Questions to answer —
1) In the passage on publicly funded medicine, what nickname was given to Rome's first public physician?
2) Reproduce the part of the passage on publicly funded medicine that opens with the words containing "The Chinese took" and closes with "degrees in medicine.".

The funding of doctors and hospitals is a controversial political issue in many countries in the modern day. We think of social democracy, and the provision of healthcare by the state, as a relatively recent notion. However, it is an idea that goes back to the origins of modern medicine. In the fourth century BC, the Hippocratic Precepts, which set out the Hippocratic ideal of how doctors should operate, advised ‘Sometimes give your services for nothing, calling to mind a previous benefaction of present satisfaction. And if there be an opportunity of serving one who is a stranger in financial straits, give full assistance to all such.’
By the time of the Roman Empire, the rich paid for doctors but a public physician was also provided for the ordinary citizens by the local town councils. However, this was not always medical care of the highest quality. In 220 BC Rome’s first public physician was the Greek doctor Archagathus, whose preferred cures tended to involve the cauterizing iron and the surgical knife. His nickname was ‘the Butcher’, and the politician Cato the Elder was convinced he was part of a Greek conspiracy to murder all Romans.
The Chinese took the idea of socialized medicine further, by using a system of publicly employed doctors who were paid for by the central government. Initially set up in major cities in the second century BC, this system was extended to the whole country by the first century AD. Full training was also provided. By the fifth century, most major cities had a dedicated medical college that granted degrees in medicine.

Extracted data —
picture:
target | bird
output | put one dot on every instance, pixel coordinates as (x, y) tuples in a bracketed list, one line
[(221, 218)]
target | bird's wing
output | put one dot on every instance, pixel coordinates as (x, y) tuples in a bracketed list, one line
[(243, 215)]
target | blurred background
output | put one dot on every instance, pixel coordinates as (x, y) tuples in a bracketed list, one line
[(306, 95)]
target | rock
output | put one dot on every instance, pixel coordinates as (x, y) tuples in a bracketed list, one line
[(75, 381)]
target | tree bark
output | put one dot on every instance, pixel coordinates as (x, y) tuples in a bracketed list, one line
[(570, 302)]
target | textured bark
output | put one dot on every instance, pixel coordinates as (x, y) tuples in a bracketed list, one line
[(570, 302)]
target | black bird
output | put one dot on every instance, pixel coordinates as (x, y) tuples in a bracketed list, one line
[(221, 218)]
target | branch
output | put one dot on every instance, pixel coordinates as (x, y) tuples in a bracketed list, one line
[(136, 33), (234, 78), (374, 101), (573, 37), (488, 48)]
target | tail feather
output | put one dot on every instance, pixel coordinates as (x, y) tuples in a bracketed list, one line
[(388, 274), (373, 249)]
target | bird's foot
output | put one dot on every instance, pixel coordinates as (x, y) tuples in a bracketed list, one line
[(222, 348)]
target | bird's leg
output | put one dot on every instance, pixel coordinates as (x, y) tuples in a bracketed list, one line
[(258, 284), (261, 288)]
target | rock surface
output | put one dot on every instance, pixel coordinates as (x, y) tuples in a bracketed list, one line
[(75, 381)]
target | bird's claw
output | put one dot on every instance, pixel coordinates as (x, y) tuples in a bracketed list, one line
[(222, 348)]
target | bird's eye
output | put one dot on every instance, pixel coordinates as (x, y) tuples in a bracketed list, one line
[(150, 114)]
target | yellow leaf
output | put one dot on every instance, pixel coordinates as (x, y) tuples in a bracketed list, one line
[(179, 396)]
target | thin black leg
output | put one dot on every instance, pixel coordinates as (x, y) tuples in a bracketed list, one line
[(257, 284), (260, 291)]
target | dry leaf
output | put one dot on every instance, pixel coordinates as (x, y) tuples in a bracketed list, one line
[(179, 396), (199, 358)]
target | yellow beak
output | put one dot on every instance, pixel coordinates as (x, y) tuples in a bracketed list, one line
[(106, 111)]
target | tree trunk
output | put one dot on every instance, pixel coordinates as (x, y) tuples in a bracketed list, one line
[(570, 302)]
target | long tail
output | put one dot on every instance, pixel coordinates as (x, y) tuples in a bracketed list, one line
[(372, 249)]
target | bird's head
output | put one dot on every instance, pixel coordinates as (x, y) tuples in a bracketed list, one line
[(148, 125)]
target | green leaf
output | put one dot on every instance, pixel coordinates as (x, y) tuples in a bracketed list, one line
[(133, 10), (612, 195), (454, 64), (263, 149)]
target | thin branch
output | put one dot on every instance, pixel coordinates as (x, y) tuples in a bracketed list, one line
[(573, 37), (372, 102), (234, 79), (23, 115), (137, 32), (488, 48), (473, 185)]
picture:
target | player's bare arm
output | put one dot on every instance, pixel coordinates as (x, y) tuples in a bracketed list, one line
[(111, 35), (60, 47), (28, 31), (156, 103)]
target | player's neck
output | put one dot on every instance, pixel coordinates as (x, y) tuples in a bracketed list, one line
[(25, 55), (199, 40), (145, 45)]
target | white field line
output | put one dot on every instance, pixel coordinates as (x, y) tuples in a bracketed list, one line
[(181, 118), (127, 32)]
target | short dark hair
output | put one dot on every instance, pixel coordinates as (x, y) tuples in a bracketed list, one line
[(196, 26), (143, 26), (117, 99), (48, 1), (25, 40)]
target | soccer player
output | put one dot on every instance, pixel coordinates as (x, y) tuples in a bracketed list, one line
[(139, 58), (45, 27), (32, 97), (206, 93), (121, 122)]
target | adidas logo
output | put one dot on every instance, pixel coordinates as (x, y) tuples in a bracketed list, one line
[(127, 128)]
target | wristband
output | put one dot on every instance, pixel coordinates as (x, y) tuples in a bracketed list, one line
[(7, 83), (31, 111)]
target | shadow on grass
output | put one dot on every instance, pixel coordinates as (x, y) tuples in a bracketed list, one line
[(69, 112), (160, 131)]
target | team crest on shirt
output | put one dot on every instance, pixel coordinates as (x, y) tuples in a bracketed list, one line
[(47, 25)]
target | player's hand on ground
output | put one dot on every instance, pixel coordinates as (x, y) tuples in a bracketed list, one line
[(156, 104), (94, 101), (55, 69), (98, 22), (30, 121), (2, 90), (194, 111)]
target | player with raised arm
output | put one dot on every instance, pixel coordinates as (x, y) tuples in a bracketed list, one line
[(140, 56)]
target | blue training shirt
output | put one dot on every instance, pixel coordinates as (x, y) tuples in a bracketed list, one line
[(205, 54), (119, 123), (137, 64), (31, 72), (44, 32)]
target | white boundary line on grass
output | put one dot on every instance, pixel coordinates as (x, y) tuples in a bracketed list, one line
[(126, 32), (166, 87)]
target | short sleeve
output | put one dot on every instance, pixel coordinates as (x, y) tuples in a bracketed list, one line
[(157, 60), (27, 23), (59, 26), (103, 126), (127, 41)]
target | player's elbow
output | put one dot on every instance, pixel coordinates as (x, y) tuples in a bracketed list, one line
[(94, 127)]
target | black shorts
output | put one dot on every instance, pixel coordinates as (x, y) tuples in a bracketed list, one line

Expected responses —
1) 'the Butcher'

2)
The Chinese took the idea of socialized medicine further, by using a system of publicly employed doctors who were paid for by the central government. Initially set up in major cities in the second century BC, this system was extended to the whole country by the first century AD. Full training was also provided. By the fifth century, most major cities had a dedicated medical college that granted degrees in medicine.